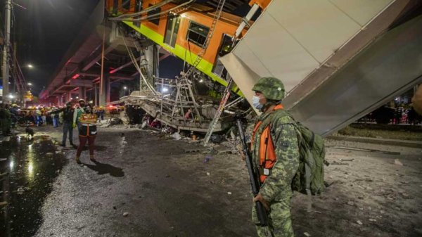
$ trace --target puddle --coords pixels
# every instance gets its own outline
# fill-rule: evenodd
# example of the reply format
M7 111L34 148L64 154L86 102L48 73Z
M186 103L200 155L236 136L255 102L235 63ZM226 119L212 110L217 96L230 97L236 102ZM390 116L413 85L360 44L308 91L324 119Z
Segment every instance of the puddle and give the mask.
M0 237L32 236L41 207L66 160L48 136L13 136L0 144Z

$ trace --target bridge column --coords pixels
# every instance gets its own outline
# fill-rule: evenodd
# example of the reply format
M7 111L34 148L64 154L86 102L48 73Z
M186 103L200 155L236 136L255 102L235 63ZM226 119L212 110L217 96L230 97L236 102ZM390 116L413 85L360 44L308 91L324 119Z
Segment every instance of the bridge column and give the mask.
M100 106L106 106L106 103L110 102L110 75L108 74L104 75L100 90Z
M72 100L72 94L70 91L66 93L66 102L70 101Z
M57 96L57 105L62 106L63 105L63 100L62 96Z
M87 100L87 87L79 87L79 98Z
M94 84L94 105L95 106L98 105L98 93L97 91L98 86L96 84Z

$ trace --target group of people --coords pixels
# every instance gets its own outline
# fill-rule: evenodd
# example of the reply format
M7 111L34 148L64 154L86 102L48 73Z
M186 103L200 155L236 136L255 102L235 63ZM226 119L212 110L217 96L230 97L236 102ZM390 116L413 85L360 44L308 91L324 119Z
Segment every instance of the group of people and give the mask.
M69 134L69 143L72 146L75 146L73 144L73 129L77 127L79 144L76 153L76 162L78 164L81 163L80 155L87 142L89 147L89 159L92 162L96 162L94 157L94 148L97 133L97 115L94 113L93 105L86 104L84 100L79 99L76 108L73 108L71 102L68 102L65 107L50 113L63 113L63 134L61 146L66 146L66 138Z

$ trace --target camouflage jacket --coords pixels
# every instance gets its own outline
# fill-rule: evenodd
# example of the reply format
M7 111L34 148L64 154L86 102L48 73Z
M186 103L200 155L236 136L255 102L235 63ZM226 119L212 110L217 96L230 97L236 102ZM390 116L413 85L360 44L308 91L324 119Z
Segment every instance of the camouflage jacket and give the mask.
M263 113L257 120L271 120L270 133L277 158L277 161L271 169L270 175L267 177L260 190L262 197L269 202L277 199L280 193L285 188L291 188L292 179L299 164L298 136L300 133L295 125L296 122L290 116L286 116L286 113L277 111ZM273 113L275 114L270 116ZM262 123L263 126L265 126L265 123ZM258 132L255 134L254 141L257 142L254 142L251 149L255 167L258 167L260 164L260 142L258 141L260 141L260 137L261 134L259 134Z

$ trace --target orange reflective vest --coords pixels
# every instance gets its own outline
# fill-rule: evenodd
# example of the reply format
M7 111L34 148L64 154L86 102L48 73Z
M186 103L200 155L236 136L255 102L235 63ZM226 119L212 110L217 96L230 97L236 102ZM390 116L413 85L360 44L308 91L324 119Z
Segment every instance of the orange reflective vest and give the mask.
M281 109L283 109L283 105L279 104L274 107L273 111ZM267 179L267 177L271 174L271 169L272 169L277 161L274 145L271 138L270 123L271 120L272 116L269 115L263 121L260 120L257 122L253 129L252 141L250 142L250 148L252 150L255 134L257 132L261 134L261 138L260 139L260 150L258 153L260 157L260 181L261 184L263 184L265 179Z

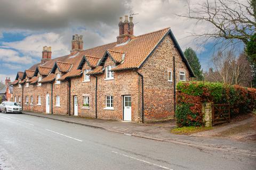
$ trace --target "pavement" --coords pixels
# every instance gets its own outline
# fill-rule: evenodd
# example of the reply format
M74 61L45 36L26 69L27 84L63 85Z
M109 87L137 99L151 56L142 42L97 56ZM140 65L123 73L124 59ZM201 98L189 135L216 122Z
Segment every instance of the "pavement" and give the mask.
M174 121L161 123L139 124L124 121L89 119L74 116L45 114L23 111L30 115L101 129L127 135L166 141L209 150L221 150L256 157L256 142L239 141L222 138L177 135L170 133Z
M116 126L125 124L130 131L129 124L148 126L111 122ZM1 170L255 169L256 166L256 157L239 152L149 140L27 114L0 113L0 124Z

• What the task requires: Print all of the data above line for line, with no changes, but leave out the pictures.

• Solution below:
$ trace --target puddle --coords pixels
# every instance gets its own outline
# fill-rule: evenodd
# example of the reply format
M7 111L34 148L64 154L86 102L48 73Z
M186 103L200 155L236 136L255 102L235 63ZM226 119L212 110L217 96L230 97L236 102ZM390 116L413 85L360 44L308 91L324 119Z
Segment every instance of the puddle and give the mask.
M0 237L32 236L41 207L66 160L48 136L13 136L0 144Z

$ trace --target bridge column --coords pixels
# every instance gets its own outline
# fill-rule: evenodd
# example of the reply format
M7 111L34 148L64 154L86 102L48 73Z
M186 103L200 155L236 136L255 102L235 63ZM226 119L212 110L217 96L230 97L236 102ZM390 116L413 85L360 44L308 91L324 119Z
Segment every instance of the bridge column and give the mask.
M100 106L106 106L106 103L110 102L110 75L108 74L104 75L100 90Z
M72 100L72 94L70 91L66 93L66 102L70 101Z
M57 96L57 105L62 106L63 105L63 100L62 96Z
M87 100L87 87L79 87L79 98Z
M94 84L94 105L95 106L98 105L98 93L97 91L98 86L96 84Z

$ trace --target group of people --coords pixels
# every instance gets its own outline
# fill-rule: evenodd
# example of the reply format
M7 111L34 148L64 154L86 102L48 73Z
M186 103L200 155L236 136L255 102L235 63ZM226 119L212 110L217 96L230 97L236 102ZM390 116L413 85L360 44L308 91L324 119Z
Segment every instance of the group of people and give the mask.
M69 134L69 143L72 146L75 146L73 144L73 129L77 127L79 144L76 153L76 162L78 164L81 163L80 155L87 142L89 147L89 159L92 162L96 162L94 157L94 148L97 133L97 115L94 113L93 105L86 104L84 100L79 99L76 108L73 108L71 102L68 102L65 107L50 113L63 113L63 134L61 146L66 146L66 138Z

$ trace --target camouflage jacket --coords pixels
# every instance gets its own outline
# fill-rule: evenodd
# example of the reply format
M7 111L34 148L64 154L86 102L48 73Z
M186 103L200 155L236 136L255 102L235 63ZM226 119L212 110L217 96L230 97L236 102ZM390 116L413 85L360 44L308 91L324 119Z
Segment every instance of the camouflage jacket and give the mask.
M263 113L257 120L271 120L270 133L277 158L277 161L271 169L270 175L267 177L260 190L262 197L269 202L277 199L280 193L285 188L291 188L292 179L299 164L298 136L300 133L295 125L296 122L290 116L286 116L286 113L277 111ZM273 113L275 114L270 116ZM262 123L263 126L265 126L265 123ZM258 132L255 134L254 141L257 142L254 142L251 149L255 167L258 167L260 164L260 142L258 141L260 141L260 137L261 134L259 134Z

$ trace --target orange reflective vest --coords pixels
# every instance gets its own outline
# fill-rule: evenodd
# example of the reply format
M7 111L34 148L64 154L86 102L48 73Z
M186 103L200 155L236 136L255 102L235 63ZM226 119L212 110L217 96L230 97L236 102ZM390 116L413 85L360 44L308 91L324 119Z
Segment every instance of the orange reflective vest and give the mask.
M281 109L283 109L283 105L279 104L274 107L273 111ZM267 179L267 177L271 174L271 169L272 169L277 161L274 145L271 138L270 123L271 120L272 116L269 115L263 121L260 120L257 122L253 129L252 141L250 142L250 148L252 150L255 134L257 132L261 134L261 138L260 139L260 150L258 153L260 157L260 181L261 184L263 184L265 179Z

$ trace --target "pavement" --coords pixels
# every instance gets its own outline
# fill-rule: evenodd
# example of the reply format
M74 61L45 36L26 69L27 84L63 85Z
M109 87L137 99L151 56L142 42L97 56ZM140 65L123 73L124 59ZM201 98L189 135L216 122Z
Segment every instance of the "pavement" and give the mask.
M174 121L161 123L139 124L124 121L89 119L74 116L45 114L23 111L30 115L101 129L127 135L166 141L209 150L221 150L256 157L256 142L239 141L222 138L177 135L170 133Z
M116 126L125 124L130 131L129 124L148 126L111 122ZM1 170L255 169L256 166L256 157L239 152L149 140L27 114L0 113L0 124Z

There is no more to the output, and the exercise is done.